* **Referring expression pointing data**
= Beginning of Section =

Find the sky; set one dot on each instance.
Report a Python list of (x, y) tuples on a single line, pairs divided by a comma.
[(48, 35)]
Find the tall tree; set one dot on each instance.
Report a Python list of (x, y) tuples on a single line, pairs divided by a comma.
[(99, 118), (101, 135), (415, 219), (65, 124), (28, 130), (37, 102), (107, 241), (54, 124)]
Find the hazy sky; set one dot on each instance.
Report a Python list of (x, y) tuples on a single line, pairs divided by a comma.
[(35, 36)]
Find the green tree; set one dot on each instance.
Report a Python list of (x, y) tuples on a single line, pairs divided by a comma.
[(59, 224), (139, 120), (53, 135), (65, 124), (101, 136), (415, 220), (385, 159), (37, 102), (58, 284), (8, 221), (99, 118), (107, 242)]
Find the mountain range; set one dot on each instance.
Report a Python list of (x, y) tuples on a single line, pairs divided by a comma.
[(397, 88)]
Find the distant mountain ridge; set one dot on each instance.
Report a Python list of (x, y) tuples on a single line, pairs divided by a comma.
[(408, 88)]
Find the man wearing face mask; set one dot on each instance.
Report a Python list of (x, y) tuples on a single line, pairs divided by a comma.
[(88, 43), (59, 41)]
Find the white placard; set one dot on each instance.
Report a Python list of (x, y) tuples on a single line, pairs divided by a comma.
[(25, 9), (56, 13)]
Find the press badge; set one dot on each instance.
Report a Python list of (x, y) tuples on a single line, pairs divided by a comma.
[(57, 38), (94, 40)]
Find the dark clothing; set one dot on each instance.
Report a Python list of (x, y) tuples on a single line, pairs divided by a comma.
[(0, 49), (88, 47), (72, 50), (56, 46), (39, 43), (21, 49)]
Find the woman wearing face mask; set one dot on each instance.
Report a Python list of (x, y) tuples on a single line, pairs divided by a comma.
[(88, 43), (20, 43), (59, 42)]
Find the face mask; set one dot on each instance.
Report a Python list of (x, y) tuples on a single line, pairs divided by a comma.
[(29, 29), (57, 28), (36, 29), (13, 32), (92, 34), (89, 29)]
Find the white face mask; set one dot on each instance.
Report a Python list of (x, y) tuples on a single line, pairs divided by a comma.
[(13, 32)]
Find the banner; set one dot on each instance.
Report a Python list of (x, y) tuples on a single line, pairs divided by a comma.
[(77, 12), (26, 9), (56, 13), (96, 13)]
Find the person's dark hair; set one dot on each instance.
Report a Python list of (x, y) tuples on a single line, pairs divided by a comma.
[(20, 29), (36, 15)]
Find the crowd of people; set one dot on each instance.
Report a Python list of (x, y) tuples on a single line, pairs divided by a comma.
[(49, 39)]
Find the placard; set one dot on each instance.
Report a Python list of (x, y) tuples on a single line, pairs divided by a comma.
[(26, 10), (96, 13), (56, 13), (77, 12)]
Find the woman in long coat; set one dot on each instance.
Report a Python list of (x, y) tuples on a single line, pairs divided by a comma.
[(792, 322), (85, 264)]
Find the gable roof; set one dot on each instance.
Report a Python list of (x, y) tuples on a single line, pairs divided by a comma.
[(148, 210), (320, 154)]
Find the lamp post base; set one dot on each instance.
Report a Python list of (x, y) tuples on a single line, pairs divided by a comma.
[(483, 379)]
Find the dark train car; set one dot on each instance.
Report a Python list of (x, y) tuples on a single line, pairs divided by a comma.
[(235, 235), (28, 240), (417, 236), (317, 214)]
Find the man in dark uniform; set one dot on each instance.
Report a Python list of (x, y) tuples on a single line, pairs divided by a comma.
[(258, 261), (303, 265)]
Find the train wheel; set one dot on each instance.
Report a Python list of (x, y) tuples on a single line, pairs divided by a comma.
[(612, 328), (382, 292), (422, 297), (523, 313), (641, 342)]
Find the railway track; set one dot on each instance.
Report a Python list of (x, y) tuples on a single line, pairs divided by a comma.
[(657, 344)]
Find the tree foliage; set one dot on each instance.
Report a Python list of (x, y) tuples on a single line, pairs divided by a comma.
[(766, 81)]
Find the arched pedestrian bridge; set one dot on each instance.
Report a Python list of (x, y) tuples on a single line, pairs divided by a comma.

= End of Section =

What is needed is an exact copy of the lines above, from the one containing "Find the press" through the one containing "Find the woman wearing", with nothing added.

Find the press badge; set one dot on each instance.
Report a Python list of (x, y) tuples on a single line, pairs divided by a comma.
[(57, 38), (94, 40)]
Find the dark clothing; set one dot on each instance.
Report a Python list of (x, y) tuples on a single line, pairs divided by a comma.
[(0, 49), (88, 47), (72, 50), (56, 46), (39, 43), (21, 49)]
Find the woman wearing face mask; set one dot on each instance.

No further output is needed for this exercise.